[Image region labeling entries]

* begin *

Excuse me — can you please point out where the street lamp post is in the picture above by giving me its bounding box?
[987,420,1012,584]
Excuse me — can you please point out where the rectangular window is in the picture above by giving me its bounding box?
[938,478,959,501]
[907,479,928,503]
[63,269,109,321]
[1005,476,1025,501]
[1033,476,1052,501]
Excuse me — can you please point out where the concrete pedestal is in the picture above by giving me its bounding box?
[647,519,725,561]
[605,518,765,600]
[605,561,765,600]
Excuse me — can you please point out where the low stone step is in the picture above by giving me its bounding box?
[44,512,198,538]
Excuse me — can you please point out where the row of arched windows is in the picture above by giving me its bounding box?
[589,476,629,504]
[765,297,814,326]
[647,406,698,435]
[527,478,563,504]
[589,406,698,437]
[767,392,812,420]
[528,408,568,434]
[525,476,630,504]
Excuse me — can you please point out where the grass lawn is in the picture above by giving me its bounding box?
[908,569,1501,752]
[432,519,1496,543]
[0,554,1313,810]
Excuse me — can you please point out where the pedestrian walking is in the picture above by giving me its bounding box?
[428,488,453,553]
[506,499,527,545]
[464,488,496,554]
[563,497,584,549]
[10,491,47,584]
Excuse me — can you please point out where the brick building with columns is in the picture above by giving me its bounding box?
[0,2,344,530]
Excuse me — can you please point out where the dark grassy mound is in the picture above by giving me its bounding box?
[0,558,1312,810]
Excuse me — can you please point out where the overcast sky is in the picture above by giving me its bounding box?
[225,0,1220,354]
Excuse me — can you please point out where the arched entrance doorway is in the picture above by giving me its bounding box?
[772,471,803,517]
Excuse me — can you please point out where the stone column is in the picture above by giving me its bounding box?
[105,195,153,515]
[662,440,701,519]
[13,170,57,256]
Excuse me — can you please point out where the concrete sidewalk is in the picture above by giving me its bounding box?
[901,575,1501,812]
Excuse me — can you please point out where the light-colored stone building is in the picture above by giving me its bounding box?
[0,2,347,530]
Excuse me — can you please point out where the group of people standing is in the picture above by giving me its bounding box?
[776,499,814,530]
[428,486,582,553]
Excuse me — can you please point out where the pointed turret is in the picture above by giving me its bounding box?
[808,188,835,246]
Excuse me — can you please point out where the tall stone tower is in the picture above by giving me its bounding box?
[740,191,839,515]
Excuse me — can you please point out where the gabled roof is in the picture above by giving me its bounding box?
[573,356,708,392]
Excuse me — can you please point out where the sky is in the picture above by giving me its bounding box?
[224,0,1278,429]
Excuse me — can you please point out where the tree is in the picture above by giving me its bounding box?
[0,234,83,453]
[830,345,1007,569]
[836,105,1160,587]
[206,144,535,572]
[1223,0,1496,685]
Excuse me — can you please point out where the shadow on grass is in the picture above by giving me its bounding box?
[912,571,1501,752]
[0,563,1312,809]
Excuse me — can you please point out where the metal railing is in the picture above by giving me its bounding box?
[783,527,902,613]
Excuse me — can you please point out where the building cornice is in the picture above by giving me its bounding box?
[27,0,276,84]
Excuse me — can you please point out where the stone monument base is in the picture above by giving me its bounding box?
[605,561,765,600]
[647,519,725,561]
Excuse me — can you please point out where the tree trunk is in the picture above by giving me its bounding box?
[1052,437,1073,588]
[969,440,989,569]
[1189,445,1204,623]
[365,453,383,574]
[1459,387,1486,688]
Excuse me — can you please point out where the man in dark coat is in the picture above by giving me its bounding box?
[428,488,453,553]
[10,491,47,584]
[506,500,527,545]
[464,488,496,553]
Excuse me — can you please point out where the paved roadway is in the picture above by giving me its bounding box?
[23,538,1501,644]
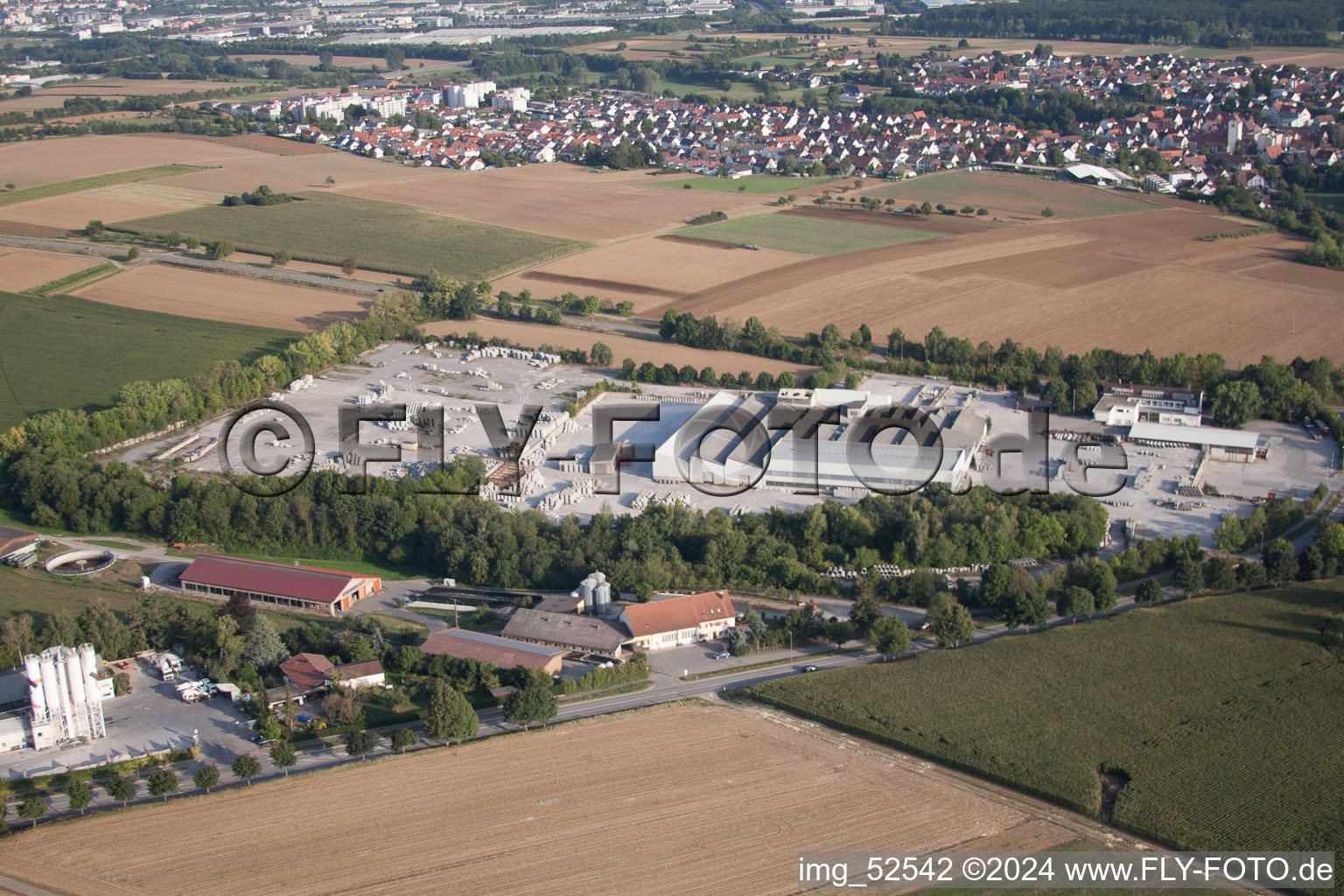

* end *

WORK TO DO: Give the rows starting at the beginning and ending at the line that contains "[44,512,198,538]" as a two-column CSV with the columns text and box. Use one CSV line per row, put each field in quotation marks, and replace line breaks with spaces.

RESULT BELOW:
text,box
"Excuse me — can you please point out where the street lamp post is in the picture above by giving me its bounding box?","[987,420,1012,584]"
"Excuse me — can you please point out where the rectangular window is in the picture above by giving me its bounding box?","[938,478,959,501] [907,479,928,503] [63,269,109,321] [1005,476,1025,501] [1033,476,1052,501]"
"Excuse me — can you please point out where the concrete pedestal is in the picture above by giving me its bounding box?","[647,519,725,561] [605,518,765,600] [605,561,765,600]"
"Excuse me — can you please point out where the low stone step is in the picture above by giving me its bounding box?","[44,512,198,538]"